### How to complete this task
Repeat exactly every line that comes at or after the line containing "Target: flower stem", through the end of the entries below.

(The records)

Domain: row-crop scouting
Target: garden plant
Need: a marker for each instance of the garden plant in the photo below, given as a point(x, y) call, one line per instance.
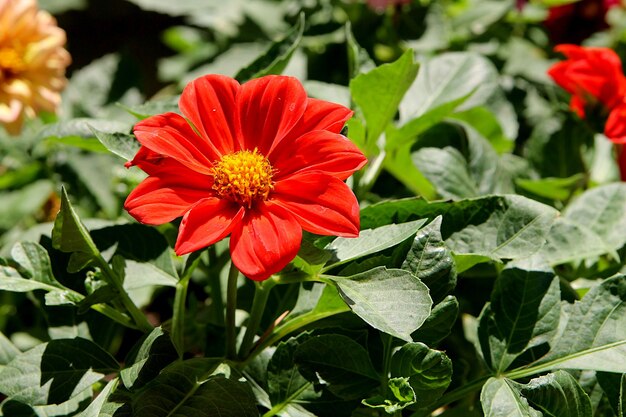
point(306, 208)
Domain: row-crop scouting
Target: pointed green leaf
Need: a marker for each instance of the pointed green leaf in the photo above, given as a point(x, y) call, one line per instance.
point(507, 226)
point(430, 260)
point(54, 372)
point(448, 77)
point(339, 361)
point(199, 387)
point(94, 409)
point(558, 395)
point(391, 300)
point(524, 312)
point(152, 355)
point(371, 241)
point(121, 144)
point(379, 92)
point(439, 323)
point(594, 336)
point(429, 371)
point(34, 260)
point(69, 234)
point(500, 397)
point(276, 58)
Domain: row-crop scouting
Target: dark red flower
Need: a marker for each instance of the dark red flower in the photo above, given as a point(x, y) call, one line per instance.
point(575, 22)
point(591, 75)
point(258, 161)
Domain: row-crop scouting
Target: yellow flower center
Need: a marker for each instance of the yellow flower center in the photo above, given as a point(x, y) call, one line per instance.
point(244, 177)
point(11, 62)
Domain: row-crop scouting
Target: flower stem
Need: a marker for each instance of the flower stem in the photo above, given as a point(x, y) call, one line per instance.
point(261, 293)
point(217, 302)
point(178, 319)
point(231, 308)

(End The records)

### Completed exercise
Target: flower stem
Need: a marker for each instance of the flower stem in the photo above, given as a point(x, y) call, one line per instance.
point(261, 293)
point(217, 302)
point(178, 319)
point(231, 308)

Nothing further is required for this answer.